[start Stored data]

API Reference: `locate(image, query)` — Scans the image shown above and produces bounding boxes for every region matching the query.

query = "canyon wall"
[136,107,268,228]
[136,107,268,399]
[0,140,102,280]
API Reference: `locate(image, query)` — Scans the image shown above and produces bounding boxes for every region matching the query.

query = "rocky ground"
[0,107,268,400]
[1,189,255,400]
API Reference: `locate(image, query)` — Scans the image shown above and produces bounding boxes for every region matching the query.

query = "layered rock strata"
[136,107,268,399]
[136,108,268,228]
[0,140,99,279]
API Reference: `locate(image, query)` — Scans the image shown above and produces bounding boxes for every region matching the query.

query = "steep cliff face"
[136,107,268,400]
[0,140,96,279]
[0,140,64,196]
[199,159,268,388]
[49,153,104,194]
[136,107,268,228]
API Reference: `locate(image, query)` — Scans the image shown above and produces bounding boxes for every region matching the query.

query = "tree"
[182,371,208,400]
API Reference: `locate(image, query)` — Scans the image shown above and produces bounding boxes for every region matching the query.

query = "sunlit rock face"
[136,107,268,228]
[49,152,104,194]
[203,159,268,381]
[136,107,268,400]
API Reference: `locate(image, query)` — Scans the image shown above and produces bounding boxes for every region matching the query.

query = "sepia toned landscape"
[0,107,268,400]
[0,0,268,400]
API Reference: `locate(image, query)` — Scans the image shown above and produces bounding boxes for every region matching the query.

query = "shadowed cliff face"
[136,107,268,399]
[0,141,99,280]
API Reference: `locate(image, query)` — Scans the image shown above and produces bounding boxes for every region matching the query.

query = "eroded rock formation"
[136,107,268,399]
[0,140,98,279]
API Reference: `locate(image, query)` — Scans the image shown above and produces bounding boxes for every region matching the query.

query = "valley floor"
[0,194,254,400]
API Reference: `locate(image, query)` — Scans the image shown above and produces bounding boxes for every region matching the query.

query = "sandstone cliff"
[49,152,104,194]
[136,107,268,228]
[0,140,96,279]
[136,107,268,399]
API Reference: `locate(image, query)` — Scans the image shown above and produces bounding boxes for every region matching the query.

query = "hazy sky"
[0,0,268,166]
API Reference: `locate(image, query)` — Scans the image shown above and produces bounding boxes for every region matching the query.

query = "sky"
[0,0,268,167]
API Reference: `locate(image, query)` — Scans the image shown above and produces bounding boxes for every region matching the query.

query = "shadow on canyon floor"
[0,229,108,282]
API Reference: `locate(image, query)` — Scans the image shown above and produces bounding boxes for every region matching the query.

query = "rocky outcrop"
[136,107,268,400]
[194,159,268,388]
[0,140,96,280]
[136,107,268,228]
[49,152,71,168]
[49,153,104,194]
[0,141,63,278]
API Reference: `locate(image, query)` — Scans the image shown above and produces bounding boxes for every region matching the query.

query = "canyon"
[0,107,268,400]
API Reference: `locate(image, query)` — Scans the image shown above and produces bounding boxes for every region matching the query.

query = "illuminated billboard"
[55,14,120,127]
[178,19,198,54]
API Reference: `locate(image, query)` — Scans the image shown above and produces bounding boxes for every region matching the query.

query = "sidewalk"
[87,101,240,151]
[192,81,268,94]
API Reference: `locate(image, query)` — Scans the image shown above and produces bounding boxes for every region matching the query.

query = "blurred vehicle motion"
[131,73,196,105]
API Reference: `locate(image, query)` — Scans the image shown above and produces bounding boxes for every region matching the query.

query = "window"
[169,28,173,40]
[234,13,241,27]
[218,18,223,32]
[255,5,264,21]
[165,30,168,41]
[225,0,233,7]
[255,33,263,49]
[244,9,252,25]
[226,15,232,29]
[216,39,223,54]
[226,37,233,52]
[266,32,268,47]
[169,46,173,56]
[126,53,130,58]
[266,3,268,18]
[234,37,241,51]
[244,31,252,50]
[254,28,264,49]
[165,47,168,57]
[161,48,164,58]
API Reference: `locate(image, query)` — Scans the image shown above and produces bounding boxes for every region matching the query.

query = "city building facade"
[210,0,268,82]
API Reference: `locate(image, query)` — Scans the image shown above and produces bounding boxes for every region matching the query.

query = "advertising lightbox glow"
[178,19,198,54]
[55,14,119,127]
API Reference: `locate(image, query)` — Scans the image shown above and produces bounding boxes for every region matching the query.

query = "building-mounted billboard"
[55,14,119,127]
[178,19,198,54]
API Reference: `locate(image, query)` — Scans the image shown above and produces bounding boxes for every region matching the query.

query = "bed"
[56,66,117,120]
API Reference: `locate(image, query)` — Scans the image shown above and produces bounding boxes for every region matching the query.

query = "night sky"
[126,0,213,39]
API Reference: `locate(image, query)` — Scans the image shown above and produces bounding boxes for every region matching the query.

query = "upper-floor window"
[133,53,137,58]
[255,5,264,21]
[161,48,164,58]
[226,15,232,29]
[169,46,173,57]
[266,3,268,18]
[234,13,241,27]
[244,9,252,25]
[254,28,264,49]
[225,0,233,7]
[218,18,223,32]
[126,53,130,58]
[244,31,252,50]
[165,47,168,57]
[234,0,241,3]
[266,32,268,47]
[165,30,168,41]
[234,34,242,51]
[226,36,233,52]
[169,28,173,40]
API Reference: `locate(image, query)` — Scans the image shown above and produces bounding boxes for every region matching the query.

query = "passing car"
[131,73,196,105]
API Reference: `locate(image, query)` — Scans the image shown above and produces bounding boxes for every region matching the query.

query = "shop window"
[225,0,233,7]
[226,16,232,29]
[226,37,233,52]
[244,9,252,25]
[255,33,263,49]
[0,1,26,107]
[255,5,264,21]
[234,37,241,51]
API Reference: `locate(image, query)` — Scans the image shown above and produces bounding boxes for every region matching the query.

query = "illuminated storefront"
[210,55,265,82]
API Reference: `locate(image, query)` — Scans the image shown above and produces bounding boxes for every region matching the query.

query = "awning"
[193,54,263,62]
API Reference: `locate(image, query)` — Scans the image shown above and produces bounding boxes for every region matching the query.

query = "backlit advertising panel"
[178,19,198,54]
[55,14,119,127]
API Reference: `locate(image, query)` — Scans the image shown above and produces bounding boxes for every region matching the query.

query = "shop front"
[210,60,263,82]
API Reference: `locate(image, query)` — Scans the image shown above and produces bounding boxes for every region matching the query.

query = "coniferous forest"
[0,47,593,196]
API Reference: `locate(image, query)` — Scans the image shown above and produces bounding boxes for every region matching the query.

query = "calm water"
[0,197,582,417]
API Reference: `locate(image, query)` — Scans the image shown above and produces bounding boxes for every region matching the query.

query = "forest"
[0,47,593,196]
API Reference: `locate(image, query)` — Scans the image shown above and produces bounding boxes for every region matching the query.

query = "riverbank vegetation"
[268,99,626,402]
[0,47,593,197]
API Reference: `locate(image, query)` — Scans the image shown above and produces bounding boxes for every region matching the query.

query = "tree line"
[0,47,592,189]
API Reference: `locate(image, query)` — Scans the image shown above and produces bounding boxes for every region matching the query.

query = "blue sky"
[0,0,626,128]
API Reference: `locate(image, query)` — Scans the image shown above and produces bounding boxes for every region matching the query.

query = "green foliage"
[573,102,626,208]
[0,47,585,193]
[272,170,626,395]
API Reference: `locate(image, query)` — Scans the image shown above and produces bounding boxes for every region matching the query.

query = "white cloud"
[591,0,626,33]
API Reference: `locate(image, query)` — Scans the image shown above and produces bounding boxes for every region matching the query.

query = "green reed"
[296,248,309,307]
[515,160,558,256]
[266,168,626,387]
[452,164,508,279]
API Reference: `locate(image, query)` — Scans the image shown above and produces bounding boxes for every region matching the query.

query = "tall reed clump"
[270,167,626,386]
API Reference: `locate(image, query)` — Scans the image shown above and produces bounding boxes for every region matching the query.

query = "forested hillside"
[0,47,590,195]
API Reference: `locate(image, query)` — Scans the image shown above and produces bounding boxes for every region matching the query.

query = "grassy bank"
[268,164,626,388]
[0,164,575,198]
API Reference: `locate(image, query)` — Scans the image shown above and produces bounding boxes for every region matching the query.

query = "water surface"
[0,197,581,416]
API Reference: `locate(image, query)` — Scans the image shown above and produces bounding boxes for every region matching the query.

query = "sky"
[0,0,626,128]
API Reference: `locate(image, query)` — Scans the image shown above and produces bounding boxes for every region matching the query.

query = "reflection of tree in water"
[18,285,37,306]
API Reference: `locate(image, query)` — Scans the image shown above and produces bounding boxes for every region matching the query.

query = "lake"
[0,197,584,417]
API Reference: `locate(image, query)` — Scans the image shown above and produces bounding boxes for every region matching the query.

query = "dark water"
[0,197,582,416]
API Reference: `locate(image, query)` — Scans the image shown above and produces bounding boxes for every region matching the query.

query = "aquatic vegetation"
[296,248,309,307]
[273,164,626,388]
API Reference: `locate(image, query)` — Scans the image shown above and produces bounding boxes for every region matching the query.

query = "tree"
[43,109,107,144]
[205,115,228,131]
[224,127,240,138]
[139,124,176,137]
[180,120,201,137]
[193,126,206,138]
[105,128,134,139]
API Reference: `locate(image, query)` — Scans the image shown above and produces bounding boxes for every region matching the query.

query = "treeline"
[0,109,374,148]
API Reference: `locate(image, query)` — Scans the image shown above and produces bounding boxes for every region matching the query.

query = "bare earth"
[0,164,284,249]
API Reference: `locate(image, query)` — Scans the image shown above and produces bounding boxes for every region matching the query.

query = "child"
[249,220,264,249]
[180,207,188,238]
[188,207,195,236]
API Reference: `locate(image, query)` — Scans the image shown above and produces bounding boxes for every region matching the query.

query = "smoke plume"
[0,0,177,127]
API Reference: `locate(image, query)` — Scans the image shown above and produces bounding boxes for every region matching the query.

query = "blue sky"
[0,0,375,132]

[end Stored data]

(What is required) Return each line of the data above that contains the string "floor", copied unchanged.

(Answer)
query = "valley floor"
query = "shadow on canyon floor"
query = "upper-floor window"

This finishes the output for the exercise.